Assignment -
With no words added or dropped, transcribe the listing that follows.

Stored data -

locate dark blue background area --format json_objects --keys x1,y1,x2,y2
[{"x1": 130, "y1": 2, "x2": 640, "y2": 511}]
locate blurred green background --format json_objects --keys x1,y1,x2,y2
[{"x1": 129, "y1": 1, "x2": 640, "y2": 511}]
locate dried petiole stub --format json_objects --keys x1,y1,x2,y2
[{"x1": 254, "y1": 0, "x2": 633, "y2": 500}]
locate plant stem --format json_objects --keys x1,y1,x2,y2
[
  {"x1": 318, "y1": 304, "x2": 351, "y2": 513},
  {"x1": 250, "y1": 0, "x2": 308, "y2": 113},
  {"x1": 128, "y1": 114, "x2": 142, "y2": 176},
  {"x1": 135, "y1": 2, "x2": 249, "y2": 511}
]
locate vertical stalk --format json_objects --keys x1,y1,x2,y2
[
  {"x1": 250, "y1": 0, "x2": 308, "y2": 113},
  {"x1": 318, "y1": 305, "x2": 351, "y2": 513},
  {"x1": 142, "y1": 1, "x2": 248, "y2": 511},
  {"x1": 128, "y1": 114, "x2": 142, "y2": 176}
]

Task answer -
locate dark blue background area --format json_objects --keys x1,y1,x2,y2
[{"x1": 130, "y1": 2, "x2": 640, "y2": 511}]
locate blurred green background --format json_objects --keys x1,y1,x2,y2
[{"x1": 129, "y1": 1, "x2": 640, "y2": 511}]
locate dried petiole stub --format json_objects --keys x1,y1,x2,y2
[{"x1": 254, "y1": 0, "x2": 633, "y2": 500}]
locate plant stem --format json_objects --keys x1,y1,x2,y2
[
  {"x1": 318, "y1": 304, "x2": 351, "y2": 513},
  {"x1": 250, "y1": 0, "x2": 308, "y2": 113},
  {"x1": 128, "y1": 114, "x2": 142, "y2": 176},
  {"x1": 135, "y1": 2, "x2": 249, "y2": 511}
]
locate vertical stalk --format json_objects --keys x1,y1,x2,y2
[
  {"x1": 250, "y1": 0, "x2": 308, "y2": 113},
  {"x1": 318, "y1": 305, "x2": 351, "y2": 513},
  {"x1": 142, "y1": 1, "x2": 248, "y2": 511},
  {"x1": 128, "y1": 114, "x2": 142, "y2": 176}
]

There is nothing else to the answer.